- RAW DATA:
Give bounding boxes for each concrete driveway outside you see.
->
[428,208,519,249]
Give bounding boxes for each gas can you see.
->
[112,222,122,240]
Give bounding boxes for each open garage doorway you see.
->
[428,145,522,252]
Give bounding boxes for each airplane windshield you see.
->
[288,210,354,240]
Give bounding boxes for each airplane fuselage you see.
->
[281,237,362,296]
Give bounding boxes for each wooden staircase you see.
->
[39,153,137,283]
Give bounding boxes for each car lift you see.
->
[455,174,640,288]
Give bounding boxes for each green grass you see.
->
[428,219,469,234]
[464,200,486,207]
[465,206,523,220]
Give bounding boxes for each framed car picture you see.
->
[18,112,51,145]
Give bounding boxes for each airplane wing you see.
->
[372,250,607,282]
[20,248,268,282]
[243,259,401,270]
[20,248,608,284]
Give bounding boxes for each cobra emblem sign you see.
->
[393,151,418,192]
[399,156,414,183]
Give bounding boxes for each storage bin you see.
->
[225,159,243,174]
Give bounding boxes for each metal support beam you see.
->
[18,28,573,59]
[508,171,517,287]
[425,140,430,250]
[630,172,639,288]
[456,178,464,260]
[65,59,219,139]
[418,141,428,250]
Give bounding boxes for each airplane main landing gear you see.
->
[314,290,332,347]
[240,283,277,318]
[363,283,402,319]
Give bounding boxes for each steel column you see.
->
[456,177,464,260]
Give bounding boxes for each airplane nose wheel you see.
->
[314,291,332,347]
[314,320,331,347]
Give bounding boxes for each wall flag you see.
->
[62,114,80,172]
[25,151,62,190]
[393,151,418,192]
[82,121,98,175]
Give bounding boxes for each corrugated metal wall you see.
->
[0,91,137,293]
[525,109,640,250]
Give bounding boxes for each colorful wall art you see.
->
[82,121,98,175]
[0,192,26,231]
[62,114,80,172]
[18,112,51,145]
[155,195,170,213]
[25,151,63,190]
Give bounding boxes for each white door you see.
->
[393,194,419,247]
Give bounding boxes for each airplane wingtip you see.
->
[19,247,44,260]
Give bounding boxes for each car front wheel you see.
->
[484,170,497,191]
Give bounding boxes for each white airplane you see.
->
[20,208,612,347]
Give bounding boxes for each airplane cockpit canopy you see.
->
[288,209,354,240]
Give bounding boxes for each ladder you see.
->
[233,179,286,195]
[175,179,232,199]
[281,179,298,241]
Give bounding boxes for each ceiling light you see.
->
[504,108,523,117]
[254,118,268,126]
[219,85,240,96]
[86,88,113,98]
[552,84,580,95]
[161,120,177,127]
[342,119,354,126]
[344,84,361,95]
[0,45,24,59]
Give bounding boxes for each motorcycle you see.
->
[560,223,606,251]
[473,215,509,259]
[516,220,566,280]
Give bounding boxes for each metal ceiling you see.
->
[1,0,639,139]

- ABOUT THIS EXERCISE: Scan the entries above for the string "metal" and copy each line containing it.

- EXERCISE OUTPUT:
Give bounding boxes for each metal support beam you see.
Give bounding boxes for each corrugated metal wall you see.
Give bounding boxes for each metal ceiling you see.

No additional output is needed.